### Records for this exercise
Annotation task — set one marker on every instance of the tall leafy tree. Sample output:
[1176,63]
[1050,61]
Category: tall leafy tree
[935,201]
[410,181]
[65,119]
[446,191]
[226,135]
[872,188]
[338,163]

### Your instructions
Rewrite the listing above as a JSON list of strings with one string per line, leaving out any blank lines.

### Written solution
[
  "Annotation task — set one marker on every instance of the tall leafy tree. Sample output:",
  "[1176,63]",
  "[1050,61]",
  "Category: tall leafy tree",
  "[935,201]",
  "[410,181]",
  "[65,119]",
  "[446,191]",
  "[226,135]",
  "[872,188]",
  "[338,163]"
]